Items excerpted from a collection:
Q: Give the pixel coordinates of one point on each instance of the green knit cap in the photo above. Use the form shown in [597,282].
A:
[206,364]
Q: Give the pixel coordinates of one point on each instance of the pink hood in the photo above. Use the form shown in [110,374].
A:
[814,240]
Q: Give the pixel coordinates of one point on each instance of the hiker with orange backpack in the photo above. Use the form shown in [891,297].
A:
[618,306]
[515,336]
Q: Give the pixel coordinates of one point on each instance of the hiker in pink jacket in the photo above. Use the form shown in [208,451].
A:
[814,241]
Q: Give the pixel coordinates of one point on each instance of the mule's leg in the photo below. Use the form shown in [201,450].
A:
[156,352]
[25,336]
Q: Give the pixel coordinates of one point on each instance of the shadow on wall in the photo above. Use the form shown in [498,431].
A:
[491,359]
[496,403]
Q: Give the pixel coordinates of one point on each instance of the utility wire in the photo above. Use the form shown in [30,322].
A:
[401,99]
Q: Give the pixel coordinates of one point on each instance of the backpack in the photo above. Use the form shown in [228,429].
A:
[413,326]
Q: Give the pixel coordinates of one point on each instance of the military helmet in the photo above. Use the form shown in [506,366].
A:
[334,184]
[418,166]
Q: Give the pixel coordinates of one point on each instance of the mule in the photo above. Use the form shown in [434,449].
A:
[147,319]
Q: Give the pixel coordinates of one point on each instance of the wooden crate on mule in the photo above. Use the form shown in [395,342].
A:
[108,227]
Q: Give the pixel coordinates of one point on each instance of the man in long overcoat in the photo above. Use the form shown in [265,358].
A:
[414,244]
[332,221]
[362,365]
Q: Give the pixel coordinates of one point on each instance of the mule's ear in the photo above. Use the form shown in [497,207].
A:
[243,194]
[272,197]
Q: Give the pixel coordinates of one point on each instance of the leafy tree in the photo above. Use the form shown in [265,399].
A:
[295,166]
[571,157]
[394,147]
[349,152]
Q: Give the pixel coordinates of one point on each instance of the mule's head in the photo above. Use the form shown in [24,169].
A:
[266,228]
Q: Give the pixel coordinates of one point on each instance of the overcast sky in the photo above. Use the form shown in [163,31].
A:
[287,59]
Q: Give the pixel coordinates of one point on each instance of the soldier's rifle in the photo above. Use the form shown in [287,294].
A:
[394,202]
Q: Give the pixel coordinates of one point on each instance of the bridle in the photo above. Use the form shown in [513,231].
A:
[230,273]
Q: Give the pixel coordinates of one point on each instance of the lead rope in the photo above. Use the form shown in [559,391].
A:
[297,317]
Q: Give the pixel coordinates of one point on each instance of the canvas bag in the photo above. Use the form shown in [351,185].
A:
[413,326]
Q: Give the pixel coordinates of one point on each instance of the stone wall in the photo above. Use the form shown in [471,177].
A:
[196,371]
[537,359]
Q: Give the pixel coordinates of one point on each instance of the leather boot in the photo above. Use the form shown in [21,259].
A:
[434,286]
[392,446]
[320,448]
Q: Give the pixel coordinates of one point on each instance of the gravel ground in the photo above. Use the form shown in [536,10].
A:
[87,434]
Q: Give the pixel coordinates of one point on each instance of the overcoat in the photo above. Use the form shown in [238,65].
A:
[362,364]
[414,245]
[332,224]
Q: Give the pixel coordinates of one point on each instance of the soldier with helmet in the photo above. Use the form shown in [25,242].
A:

● Problem details
Rewrite the part that opens with the line containing "shown in [25,242]." and runs through the end of the items, swapping "soldier with helmet" for "soldier with rifle". Leave everything else unchanged.

● Answer in full
Q: Give the pixel coordinates of one point on each instance of the soldier with rifle in the photo above. Use the form shown in [25,242].
A:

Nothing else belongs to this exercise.